[Detection examples]
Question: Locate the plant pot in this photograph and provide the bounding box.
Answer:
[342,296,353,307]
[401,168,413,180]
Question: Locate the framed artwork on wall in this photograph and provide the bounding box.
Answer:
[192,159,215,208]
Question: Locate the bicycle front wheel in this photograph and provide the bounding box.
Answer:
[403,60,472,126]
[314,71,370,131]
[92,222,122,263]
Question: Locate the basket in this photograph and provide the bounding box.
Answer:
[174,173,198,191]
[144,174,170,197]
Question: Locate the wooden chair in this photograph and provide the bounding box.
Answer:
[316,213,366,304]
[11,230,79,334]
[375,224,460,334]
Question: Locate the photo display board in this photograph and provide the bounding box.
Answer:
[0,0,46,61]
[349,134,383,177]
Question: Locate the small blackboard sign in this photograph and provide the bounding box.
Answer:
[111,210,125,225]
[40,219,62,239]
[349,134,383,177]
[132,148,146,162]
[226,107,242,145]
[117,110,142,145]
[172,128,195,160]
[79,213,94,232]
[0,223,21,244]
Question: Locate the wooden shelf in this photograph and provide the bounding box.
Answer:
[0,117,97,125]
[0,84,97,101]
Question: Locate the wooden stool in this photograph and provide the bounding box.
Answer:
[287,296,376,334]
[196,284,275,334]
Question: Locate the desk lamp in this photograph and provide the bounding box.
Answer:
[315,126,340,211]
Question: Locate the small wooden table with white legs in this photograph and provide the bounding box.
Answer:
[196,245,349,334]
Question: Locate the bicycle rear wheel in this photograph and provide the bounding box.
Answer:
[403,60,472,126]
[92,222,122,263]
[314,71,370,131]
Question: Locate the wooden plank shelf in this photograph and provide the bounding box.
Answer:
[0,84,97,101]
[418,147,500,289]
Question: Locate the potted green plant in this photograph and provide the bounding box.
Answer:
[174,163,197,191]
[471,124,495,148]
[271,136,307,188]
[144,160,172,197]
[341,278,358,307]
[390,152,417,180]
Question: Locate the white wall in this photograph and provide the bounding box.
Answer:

#### [WHAT TO PRODUCE]
Reproduce every line of the material between the lines holding "Question: Locate the bicycle front" and "[144,174,170,197]", inclusive. Shift each coordinate value in the answers by -43 and leave everything else unchanged.

#### [RESULT OF THIS EXERCISE]
Question: Locate the bicycle front wheel in this photograph and provide the bounding box.
Answer:
[360,17,429,83]
[271,28,327,88]
[49,179,79,220]
Question: Locate the basket in this photograph and provide the bounding box.
Answer:
[131,130,155,148]
[101,131,127,154]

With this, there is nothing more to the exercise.